SOURCE PASSAGE.
--*--
It has been eight years since Parisian pediatrician Dr. Alex Beck (Francois Cluzet) was unable to stop his newlywed wife from being savagely murdered and he still hasn’t emotionally recovered from the incident. But his life is instantly thrown into unimaginable chaos when he receives a mysterious email to a real-time video link of a woman who looks a lot like his wife, promising to reveal more as long as he ominously agrees to, “Tell no one.”

PHOTO: Music Box Films

This shocking revelation suddenly sends Alex’s life spiraling out of control. The police now want to question him for a multitude of murders, both past and present, while a crew of seedy looking creeps shadowing his every move is only helping fuel his growing terror. Yet even as the glare of suspicion coils around him like a snake Alex is undeterred, the doctor now obsessed with finding out the truth behind his wife’s murder no matter how dire the consequences might be.
--*--
RECORD EXTRACTS.
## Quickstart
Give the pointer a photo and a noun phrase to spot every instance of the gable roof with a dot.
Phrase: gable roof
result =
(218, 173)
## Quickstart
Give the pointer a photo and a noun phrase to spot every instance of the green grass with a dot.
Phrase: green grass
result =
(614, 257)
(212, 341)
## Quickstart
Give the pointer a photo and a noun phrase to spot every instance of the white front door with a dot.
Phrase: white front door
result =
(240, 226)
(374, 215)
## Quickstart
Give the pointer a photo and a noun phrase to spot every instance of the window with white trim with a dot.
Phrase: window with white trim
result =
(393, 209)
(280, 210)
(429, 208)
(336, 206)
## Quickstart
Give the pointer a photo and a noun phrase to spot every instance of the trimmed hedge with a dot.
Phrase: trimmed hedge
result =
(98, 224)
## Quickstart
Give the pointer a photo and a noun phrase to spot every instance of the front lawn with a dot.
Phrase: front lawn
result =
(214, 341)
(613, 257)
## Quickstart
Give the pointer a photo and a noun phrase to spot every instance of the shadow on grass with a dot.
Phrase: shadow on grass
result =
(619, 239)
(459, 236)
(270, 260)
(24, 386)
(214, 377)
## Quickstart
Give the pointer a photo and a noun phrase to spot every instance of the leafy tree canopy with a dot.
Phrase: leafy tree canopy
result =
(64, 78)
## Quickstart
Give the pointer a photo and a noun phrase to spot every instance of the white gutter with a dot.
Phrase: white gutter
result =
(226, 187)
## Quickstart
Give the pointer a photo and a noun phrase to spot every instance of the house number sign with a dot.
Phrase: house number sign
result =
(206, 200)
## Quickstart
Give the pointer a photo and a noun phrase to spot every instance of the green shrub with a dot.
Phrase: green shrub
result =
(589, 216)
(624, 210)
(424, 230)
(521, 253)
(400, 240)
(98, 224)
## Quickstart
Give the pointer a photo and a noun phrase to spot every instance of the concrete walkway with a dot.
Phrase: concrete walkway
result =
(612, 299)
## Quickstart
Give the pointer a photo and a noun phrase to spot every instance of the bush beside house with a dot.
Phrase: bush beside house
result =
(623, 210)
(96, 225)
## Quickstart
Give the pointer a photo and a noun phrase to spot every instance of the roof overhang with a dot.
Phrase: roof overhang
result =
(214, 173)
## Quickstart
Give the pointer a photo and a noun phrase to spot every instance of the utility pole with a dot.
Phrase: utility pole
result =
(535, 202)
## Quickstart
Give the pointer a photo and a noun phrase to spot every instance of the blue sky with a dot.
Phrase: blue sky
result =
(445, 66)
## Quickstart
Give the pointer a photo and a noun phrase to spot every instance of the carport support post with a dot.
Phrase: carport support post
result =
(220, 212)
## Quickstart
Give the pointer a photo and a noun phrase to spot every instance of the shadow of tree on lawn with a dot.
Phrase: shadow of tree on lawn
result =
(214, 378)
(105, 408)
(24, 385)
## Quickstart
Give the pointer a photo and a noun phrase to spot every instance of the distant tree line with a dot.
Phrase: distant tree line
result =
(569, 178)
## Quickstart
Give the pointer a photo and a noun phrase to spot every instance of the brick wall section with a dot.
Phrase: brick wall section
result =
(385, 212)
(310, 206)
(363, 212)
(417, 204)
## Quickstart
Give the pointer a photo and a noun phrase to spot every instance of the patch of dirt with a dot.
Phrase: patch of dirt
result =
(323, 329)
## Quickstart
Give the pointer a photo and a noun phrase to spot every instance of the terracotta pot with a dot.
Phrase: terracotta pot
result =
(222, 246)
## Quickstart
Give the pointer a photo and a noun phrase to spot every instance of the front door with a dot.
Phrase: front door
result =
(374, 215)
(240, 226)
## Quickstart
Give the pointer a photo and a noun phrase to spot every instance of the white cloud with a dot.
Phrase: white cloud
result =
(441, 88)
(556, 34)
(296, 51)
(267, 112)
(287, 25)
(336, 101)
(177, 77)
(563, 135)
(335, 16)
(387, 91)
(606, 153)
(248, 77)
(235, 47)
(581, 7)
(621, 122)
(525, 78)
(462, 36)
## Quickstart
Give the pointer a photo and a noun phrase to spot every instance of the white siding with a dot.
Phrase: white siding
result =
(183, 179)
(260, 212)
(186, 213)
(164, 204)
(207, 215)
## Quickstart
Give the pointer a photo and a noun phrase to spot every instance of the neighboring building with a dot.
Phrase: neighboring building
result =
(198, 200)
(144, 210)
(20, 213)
--*--
REQUIRED ACTION 1.
Write out the passage about Dr. Alex Beck, starting at the words "This shocking revelation" and stopping after "consequences might be.".
REQUIRED ACTION 2.
In the passage about Dr. Alex Beck, how many years have passed since his wife was murdered?
REQUIRED ACTION 3.
Give what follows the last sentence of the passage about Dr. Alex Beck.

ANSWER SECTION 1.
This shocking revelation suddenly sends Alex’s life spiraling out of control. The police now want to question him for a multitude of murders, both past and present, while a crew of seedy looking creeps shadowing his every move is only helping fuel his growing terror. Yet even as the glare of suspicion coils around him like a snake Alex is undeterred, the doctor now obsessed with finding out the truth behind his wife’s murder no matter how dire the consequences might be.

ANSWER SECTION 2.
Eight years.

ANSWER SECTION 3.
Based on the bestselling novel by Harlan Coben, Tell No One is a sensational, old-school man-against-the-world thriller bristling in smarts and excitement. When they say they don’t make’em like they used to, this is the type of film they’re talking about. Recalling other classic pieces of tension-filled popular entertainment like The Parallax View, Three Days of the Condor, North by Northwest and the Dutch version of The Vanishing, director Guillaume Canet crafts a potent piece of paranoia that ranks as one of the finest films I’ve seen all year.

Leave it to the French to show Hollywood how it’s done. There are no false steps; no wrong turns. The filmmaker (co-writing the script with Philippe Lefebvre) doesn’t resort to easy tricks, misplaced violence, ghastly pyrotechnics or any other visual shorthand that would dumb things down. He treats his audience with respect and intelligence, ratcheting up the intensity as his hero inches closer and closer to hopefully learning the truth.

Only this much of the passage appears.